### What needs to be done
Copy the material below word for word, keeping every line and character unchanged.

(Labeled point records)
>> BEGIN

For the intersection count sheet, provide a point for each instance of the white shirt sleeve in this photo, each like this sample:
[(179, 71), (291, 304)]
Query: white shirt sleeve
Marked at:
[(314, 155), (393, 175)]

>> END

### Answer in full
For the intersection count sheet, provide a point for each instance of the white shirt sleeve in this photo, each like this sample:
[(179, 71), (291, 304)]
Query: white shirt sleeve
Marked at:
[(314, 155), (393, 175)]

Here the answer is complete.